TASK OBJECTIVE: Arrange the lines below as a JSON list of strings, one string per line, leaving out blank lines and any picture.

(Outline entries for images)

* Start *

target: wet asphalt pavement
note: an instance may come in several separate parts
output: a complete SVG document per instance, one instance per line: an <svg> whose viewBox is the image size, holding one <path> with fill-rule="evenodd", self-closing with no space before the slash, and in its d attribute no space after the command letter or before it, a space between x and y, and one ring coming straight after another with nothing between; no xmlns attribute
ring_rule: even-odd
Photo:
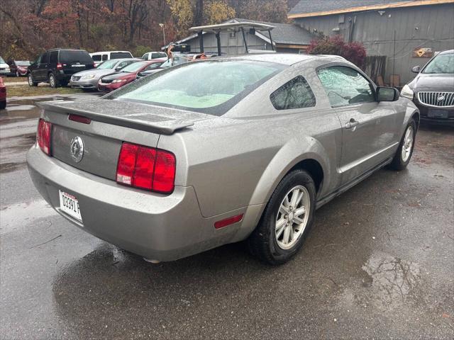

* End *

EXERCISE RESULT:
[
  "target: wet asphalt pavement",
  "note: an instance may come in several separate parts",
  "output: a complete SVG document per instance, one instance per line: an <svg> whose viewBox is the image size, holding one <path> with fill-rule=\"evenodd\", self-closing with no space before the slash, and in its d attribute no space after the command letter or before it, a space between x and y, and one ring coming straight after another with nothing between; no xmlns attribute",
  "ring_rule: even-odd",
  "Photo:"
]